◆ What you will do ◆
Render the lines below as a Markdown table with the columns "No." and "Line," numbering each row and omitting blank lines. Leave the pictures out of the table.

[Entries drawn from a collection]

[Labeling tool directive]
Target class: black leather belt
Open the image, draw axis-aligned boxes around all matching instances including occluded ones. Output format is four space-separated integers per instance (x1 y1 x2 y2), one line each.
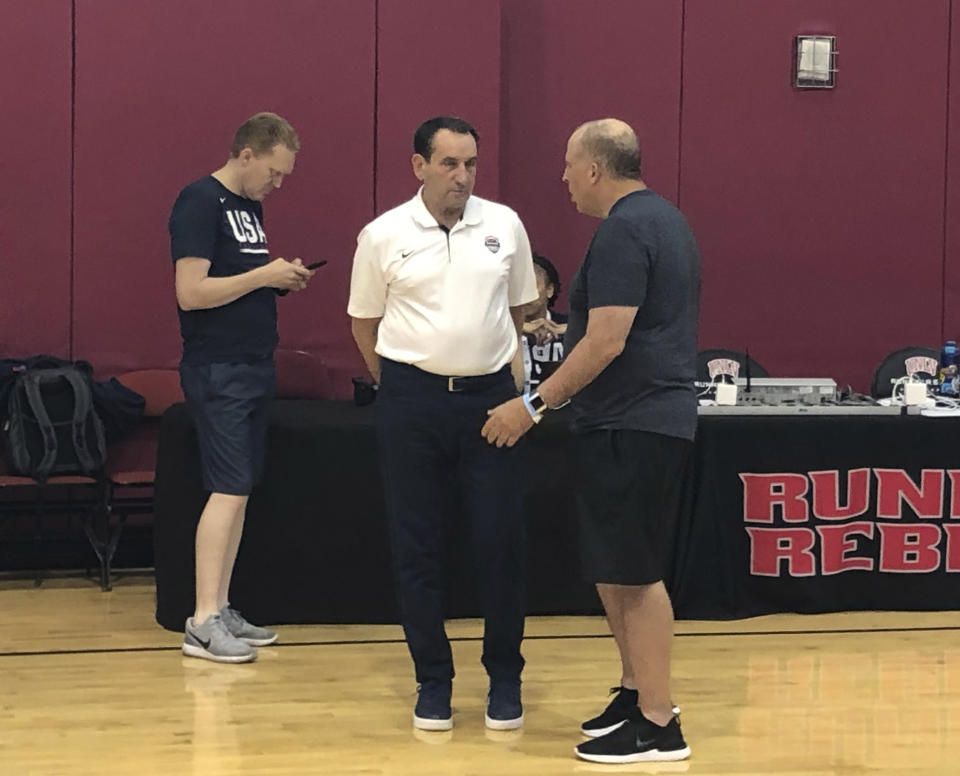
383 359 510 393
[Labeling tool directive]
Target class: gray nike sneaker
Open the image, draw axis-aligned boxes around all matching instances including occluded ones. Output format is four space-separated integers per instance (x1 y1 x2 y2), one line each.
183 614 257 663
220 604 277 647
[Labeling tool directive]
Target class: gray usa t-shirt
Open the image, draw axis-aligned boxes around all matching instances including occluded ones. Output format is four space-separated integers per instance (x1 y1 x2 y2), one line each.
564 189 700 440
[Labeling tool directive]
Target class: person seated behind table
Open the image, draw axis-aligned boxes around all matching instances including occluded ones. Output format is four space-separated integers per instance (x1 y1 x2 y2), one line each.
522 253 567 393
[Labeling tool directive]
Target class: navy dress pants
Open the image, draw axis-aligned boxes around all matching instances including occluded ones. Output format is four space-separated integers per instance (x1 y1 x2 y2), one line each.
377 359 525 684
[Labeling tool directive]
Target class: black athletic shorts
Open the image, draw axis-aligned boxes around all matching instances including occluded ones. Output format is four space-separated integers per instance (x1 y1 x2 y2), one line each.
180 358 275 496
572 429 693 585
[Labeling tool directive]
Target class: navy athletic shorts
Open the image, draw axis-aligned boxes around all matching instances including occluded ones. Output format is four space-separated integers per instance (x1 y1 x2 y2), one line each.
571 429 693 585
180 358 275 496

◆ Solution ◆
| No. | Line |
|---|---|
| 1 | [Labeling tool directive] |
| 2 | Target class: black leather belt |
| 3 | Open the image, draw axis-aligned boxes around all matching instances including occluded ones. Output format is four space-separated integers per instance (x1 y1 x2 y2), one line each. |
| 4 | 383 359 510 393 |
| 5 | [Labeling tool directive] |
| 6 | Target class: gray nike sneaker |
| 7 | Open the image, draw axis-aligned boxes around all matching instances including occluded ones. Output format is four space-separated integers per instance (x1 y1 x2 y2), one line each. |
| 8 | 183 614 257 663 |
| 9 | 220 604 277 647 |
| 10 | [Labeling tool directive] |
| 11 | Target class: gray usa t-shirt |
| 12 | Open the image, draw axis-aligned boxes around all matching instances including occluded ones. Output format is four space-separated integers per instance (x1 y1 x2 y2), one line each. |
| 13 | 564 189 700 440 |
| 14 | [Labeling tool directive] |
| 15 | Target class: person seated behind table |
| 16 | Open the image, draw axis-aligned boxes around all matching instances including occluded ones. Output format is four space-separated integers per instance (x1 y1 x2 y2), one line each. |
| 17 | 522 253 567 393 |
| 18 | [Labeling tool directive] |
| 19 | Target class: navy dress pants |
| 20 | Open the image, draw axis-aligned boxes around all matching instances including occluded ones. Output format is four space-separated integers per instance (x1 y1 x2 y2), one line each. |
| 21 | 377 359 525 684 |
| 22 | [Labeling tool directive] |
| 23 | Target class: black athletic shorts |
| 24 | Open the image, draw axis-aligned boxes around all matching instances including occluded ones. Output format is four space-separated integers per instance (x1 y1 x2 y2), one line each. |
| 25 | 180 358 275 496 |
| 26 | 572 429 693 585 |
| 27 | [Labeling tool directive] |
| 28 | Target class: navy athletic shorts |
| 29 | Open the image, draw axis-aligned boxes around all matching instances including occluded ones. Output format is four space-separated integers per instance (x1 y1 x2 y2), one line each. |
| 30 | 571 429 693 585 |
| 31 | 180 358 275 496 |